(Required work):
1. In the bush camping account, in which state did the first bush camp take place?
2. Rewrite the paragraph of the bush camping account beginning "Our first bush camp came in Queensland" as a brief list of its main facts.
3. Continue the bush camping account from its final sentence.

**** Document text ****

Our first bush camp came in Queensland ("the Sunshine State"), after frosts and sub zero mornings further south meant we used our tent rather infrequently. In fact only once. After ten hours on the road constantly pedalling into dust ,flies and headwinds it is always comforting to crash into nice comfortable sleeping quarters clean and refreshed to allow one's body to stop complaining. Unfortunately we only had our tent and sleeping bags as we wheeled our bikes up a cattle track on dusk. The discomfort of thrusting an exhausted, sticky, smelly, unwashed and underfed body into a stuffy sleeping bag is so palpable that it takes almost fifteen minutes to go to sleep. Bush camping with dig-it-yourself latrine facilities have one handy feature. On those desperate mornings the toilet can be constructed after it has been used.

**** Material provided ****

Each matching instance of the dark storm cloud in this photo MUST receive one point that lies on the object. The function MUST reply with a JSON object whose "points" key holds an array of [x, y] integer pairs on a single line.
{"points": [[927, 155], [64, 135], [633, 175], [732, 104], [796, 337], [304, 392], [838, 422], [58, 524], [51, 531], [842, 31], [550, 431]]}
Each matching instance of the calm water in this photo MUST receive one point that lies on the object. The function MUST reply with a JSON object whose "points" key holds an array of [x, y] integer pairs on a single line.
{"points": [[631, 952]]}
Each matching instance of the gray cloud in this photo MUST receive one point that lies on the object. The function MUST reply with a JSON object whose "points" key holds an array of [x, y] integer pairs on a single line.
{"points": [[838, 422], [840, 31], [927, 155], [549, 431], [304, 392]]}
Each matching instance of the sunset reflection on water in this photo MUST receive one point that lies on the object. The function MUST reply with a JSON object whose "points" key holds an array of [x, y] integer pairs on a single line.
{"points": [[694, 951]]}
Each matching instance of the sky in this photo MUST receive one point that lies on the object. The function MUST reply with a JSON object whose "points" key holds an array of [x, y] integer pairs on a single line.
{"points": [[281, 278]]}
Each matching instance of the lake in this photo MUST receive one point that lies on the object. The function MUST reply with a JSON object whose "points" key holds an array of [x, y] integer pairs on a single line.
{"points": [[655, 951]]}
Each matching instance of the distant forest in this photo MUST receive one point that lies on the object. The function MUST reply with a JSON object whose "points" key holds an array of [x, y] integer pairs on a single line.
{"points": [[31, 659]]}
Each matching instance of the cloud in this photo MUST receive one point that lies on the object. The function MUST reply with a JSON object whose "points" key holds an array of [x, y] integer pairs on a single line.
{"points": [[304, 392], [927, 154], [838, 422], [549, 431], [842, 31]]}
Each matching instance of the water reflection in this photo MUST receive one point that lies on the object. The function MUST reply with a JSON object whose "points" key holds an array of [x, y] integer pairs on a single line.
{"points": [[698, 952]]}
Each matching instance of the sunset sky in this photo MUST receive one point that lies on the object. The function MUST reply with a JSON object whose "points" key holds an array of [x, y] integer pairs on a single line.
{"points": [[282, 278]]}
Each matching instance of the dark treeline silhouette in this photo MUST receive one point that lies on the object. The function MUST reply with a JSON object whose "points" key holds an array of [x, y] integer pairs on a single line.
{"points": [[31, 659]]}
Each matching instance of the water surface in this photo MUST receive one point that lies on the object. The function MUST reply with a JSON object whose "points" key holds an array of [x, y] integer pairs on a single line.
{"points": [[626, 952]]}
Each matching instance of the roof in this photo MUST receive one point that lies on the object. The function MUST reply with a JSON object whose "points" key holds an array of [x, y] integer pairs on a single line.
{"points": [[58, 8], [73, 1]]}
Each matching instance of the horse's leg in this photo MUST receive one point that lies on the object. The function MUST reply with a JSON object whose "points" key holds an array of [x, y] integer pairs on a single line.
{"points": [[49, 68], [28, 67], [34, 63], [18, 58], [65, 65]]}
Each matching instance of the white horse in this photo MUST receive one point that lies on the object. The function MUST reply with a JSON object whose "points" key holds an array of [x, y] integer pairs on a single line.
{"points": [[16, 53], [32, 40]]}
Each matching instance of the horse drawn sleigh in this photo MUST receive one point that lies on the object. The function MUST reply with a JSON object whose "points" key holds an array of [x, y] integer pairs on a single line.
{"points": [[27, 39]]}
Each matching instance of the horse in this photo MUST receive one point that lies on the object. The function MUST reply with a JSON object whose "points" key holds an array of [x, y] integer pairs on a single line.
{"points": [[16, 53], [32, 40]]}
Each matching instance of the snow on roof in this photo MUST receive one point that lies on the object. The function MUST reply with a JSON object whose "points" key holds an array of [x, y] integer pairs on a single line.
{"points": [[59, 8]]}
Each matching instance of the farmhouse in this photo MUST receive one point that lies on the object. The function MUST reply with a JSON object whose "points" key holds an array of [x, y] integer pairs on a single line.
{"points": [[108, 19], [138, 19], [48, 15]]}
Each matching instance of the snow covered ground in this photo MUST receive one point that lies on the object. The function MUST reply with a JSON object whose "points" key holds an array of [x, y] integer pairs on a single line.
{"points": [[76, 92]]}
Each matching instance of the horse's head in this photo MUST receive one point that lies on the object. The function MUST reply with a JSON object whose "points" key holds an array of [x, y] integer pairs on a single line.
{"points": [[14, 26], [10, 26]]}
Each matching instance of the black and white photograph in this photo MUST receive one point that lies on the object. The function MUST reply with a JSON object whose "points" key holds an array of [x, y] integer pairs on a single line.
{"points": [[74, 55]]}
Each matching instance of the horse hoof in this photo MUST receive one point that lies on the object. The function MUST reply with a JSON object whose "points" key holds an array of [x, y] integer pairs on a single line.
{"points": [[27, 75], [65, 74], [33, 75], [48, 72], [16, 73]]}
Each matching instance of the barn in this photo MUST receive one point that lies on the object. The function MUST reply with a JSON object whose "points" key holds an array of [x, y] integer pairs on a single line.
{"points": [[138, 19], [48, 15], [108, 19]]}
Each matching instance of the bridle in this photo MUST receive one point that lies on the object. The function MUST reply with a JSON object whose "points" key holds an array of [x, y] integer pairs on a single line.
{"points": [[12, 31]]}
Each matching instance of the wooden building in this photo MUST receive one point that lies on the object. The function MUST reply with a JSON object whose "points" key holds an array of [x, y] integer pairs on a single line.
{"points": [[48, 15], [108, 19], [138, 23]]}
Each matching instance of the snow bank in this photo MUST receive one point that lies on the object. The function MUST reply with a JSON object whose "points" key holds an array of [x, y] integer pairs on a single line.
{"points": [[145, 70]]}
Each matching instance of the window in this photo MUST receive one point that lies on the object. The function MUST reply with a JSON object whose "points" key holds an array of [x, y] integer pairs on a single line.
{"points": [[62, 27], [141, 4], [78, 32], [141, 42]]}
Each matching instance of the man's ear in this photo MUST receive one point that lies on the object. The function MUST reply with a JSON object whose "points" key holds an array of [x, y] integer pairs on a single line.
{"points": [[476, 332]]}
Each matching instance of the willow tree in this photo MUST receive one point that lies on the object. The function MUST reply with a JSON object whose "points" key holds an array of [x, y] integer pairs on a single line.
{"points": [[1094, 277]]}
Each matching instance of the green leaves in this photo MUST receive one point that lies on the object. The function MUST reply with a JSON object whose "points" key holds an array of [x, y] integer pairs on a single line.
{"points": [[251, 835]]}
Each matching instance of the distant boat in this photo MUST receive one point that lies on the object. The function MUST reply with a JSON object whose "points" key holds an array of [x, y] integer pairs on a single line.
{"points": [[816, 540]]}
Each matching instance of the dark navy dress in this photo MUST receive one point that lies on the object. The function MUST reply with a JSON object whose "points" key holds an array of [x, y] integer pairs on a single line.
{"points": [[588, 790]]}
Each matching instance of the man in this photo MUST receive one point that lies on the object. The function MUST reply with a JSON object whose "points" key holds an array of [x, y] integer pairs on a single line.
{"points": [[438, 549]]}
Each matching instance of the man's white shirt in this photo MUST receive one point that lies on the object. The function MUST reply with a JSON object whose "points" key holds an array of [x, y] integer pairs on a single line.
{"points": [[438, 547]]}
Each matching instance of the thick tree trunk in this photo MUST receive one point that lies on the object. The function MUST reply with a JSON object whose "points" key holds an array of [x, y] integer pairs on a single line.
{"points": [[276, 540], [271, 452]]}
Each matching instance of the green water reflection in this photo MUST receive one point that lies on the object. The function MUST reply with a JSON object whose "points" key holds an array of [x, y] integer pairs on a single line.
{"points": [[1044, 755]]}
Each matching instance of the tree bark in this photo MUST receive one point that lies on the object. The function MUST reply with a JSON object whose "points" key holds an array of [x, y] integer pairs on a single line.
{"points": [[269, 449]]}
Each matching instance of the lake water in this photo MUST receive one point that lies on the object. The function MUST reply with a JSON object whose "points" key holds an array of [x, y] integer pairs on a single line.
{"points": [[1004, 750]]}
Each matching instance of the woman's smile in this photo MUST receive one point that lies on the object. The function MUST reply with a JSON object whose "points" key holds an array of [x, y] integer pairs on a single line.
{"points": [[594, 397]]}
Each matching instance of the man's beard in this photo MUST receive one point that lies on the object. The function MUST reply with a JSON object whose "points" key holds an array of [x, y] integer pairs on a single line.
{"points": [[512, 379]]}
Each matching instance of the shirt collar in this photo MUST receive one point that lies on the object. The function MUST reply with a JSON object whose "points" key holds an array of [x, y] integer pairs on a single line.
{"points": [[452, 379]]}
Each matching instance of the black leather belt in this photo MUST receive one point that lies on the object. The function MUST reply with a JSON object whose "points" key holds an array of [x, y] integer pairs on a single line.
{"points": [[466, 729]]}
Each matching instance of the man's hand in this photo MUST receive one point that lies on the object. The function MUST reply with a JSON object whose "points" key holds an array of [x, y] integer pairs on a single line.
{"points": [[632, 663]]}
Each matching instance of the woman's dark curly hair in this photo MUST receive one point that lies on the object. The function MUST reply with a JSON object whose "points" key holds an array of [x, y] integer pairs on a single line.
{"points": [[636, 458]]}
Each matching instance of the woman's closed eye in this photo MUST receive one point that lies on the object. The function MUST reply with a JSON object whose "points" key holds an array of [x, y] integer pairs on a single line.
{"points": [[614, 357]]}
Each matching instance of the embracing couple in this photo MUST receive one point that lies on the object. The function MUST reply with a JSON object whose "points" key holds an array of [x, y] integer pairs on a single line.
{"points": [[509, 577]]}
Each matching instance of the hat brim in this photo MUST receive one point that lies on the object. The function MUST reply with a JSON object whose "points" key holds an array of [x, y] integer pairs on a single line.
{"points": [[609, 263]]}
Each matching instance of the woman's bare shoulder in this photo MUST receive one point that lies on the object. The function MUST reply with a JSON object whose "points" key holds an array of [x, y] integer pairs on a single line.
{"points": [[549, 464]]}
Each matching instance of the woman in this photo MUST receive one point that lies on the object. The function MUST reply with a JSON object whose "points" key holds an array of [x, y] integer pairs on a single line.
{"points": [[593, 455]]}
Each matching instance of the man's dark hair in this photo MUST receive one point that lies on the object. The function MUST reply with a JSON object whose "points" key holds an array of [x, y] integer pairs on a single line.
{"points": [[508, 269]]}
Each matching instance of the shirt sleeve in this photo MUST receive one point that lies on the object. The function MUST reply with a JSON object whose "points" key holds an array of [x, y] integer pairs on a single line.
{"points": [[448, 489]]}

****

(Task answers):
1. Queensland, which the account also calls "the Sunshine State."

2.
- The first bush camp was in Queensland, "the Sunshine State."
- Frosts and sub-zero mornings farther south meant the tent had been used only once before.
- After ten hours of pedaling into dust, flies and headwinds, the riders had only their tent and sleeping bags as they wheeled their bikes up a cattle track at dusk.
- Getting an exhausted, sticky, unwashed and underfed body into a stuffy sleeping bag was so uncomfortable that falling asleep took almost fifteen minutes.
- Bush camping with dig-it-yourself latrines has one handy feature: on desperate mornings the toilet can be built after it has been used.

3.
After five days of riding into incessant headwinds across western Queensland, team moral hit rock bottom as news reached us that a lone gunman abducted and probably killed and English tourist on the Stuart Highway in the Northern Territory. Some of the roads we needed to use were closed completely while others were secured with road blocks and some very strong police advice not to use them unnecessarily. I'm prepared to accept some level of risk riding bikes on public roads, but I draw the line at being shot! The description of the gunman and his vehicle might have seemed distinctive in a city, but as we well knew applied to about 25% of the Territory's population. The tailwind that was at long last propelling us along with blissful ease seemed like a blessing from heaven, even if we felt like ducking every time we were passed by a white four wheel drive.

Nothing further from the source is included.